REQUIRED TASKS:
1. In the discussion of generative and discriminative models, reproduce verbatim the portion that opens with the words containing "If we map this" and closes with "Discriminative stays Discriminative.".
2. Render this sentence from the discussion of generative and discriminative models in Spanish: "Hence, CNNs (used in this fashion) are a form of discriminative modeling."

START DOCUMENT PASSAGE

Tale of Three Probabilistic Families: Discriminative, Descriptive and Generative

cs702 · on Oct 12, 2018

These guys have done what looks like an impressive amount of work... but I was disappointed to see there's no mention of generative language modeling at all and only a very brief mention of key advances in image generation over the past few years.

Examples of generative language modeling ignored by this paper (not even mentioned):

* Unsupervised Transformer - https://blog.openai.com/language-unsupervised/

* ELMo - https://arxiv.org/abs/1802.05365

* ULMFit - https://arxiv.org/abs/1801.06146

Examples of generative image modeling ignored by this paper (some are mentioned only in passing):

* Glow - https://blog.openai.com/glow/

* RealNVP - https://arxiv.org/abs/1605.08803

* NICE - https://arxiv.org/abs/1410.8516

* Pixel CNN - https://arxiv.org/abs/1606.05328 (and its cousin PixelRNN - https://arxiv.org/abs/1601.06759)

sqrt17 · on Oct 12, 2018

The text misappropriates (or, to use a more positive term, re-purposes) the notions of generative and discriminative models.

* Classically, a generative model is one that describes a statistical process that generates a whole observation (maybe plus some hidden part) and thus gives you scores that are consistent between different observations. An example for this would be (unidirectional) language models, where the total probabilities for different possible sentences can be compared

* Classically, discriminative models are models where you also get a probability over outputs, but only conditional on some observed facts. As an example, a CNN transforms an image to logits that express the likelihood of different classes for this image. Hence, CNNs (used in this fashion) are a form of discriminative modeling.

If we map this to their "probabilistic families", Generative Models (in the old sense) would be Descriptive in their book, while Discriminative stays Discriminative.

END DOCUMENT PASSAGE
START RECORDS

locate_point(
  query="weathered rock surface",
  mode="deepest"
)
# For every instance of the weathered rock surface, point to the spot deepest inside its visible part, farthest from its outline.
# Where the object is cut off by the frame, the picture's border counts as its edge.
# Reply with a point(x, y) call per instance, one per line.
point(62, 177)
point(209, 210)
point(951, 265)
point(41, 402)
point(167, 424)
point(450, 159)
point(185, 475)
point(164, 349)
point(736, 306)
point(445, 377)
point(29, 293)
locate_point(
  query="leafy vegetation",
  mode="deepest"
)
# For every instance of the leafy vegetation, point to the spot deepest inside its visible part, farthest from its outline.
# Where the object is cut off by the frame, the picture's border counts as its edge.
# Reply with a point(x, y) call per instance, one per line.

END RECORDS

RESULTS FOR EACH TASK:
1.
If we map this to their "probabilistic families", Generative Models (in the old sense) would be Descriptive in their book, while Discriminative stays Discriminative.

2. Por lo tanto, las CNN (usadas de esta manera) son una forma de modelado discriminativo.